**EXCERPTED TEXT:**
• • • • • • •
To address the stimulus enhancement hypothesis, we conducted two experiments on a captive group of chimpanzees that had previously shown evidence of helping behaviours33,36. Chimpanzees were assigned to one of two groups. In both of these, the subjects (actors) had no access to a food box but the box was accessible to a conspecific (recipient). Actors could release a wooden peg. In the GO group, releasing the peg unlocked the food box, allowing food to be shaken out. Doing so in the NO-GO group had the opposite effect—it locked the food box, preventing the recipient from getting food. If chimpanzees are helpful, actors in the GO group were expected to release the peg more often than the NO-GO group in both experiments. Alternatively, if chimpanzees are spiteful—or competitively motivated by food—they would show the reverse pattern43,44. A lack of a difference between the behaviour of chimpanzees in the GO and NO-GO groups would lend support to the stimulus enhancement hypothesis and thus call into question the nature of prosocial behaviour in chimpanzees. Actors were first tested without prior experience with the food box (experiment 1). This is an important innovation; all prior apparatus-based experiments on nonhuman primate prosociality have trained subjects on the contingencies nonsocially before introducing a test partner20,21,22,23,24,26,27,28,29,30,31,34,35,36. Subjects in these studies are therefore reinforced for some choices more than others, and these learning effects may carry over into the tests. Experiment 1 allowed us to determine what the chimpanzees learned solely through observing the effects of their actions on conspecifics. Later, in experiment 2, we provided them with training as in all other tests of prosociality by giving them access to the food box prior to testing; in this way, they learned the consequences of their actions through personal experience.
• • • • • • •
**DATASET SECTION:**
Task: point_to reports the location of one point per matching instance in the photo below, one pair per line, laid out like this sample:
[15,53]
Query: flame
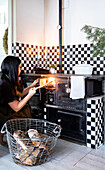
• • • • • • •
**REQUEST:** Resume the passage on the chimpanzee food-box experiments, picking up right after its final sentence.

**EXERCISE OUTPUT:**
The key finding is that there was no difference between the two groups of chimpanzees. They were just as likely to release a peg to prevent access to food (NO-GO group) as they were to provide access (GO group). Response rates in both groups declined over time in experiment 1. After personal experience with the apparatuses, chimpanzees only released the peg when doing so resulted in them getting food for themselves. Stimulus enhancement can fully account for apparent prosociality in chimpanzees; prior evidence for prosocial behaviour may have been by-products of experimental designs, producing an illusion of helping in our closest living relatives.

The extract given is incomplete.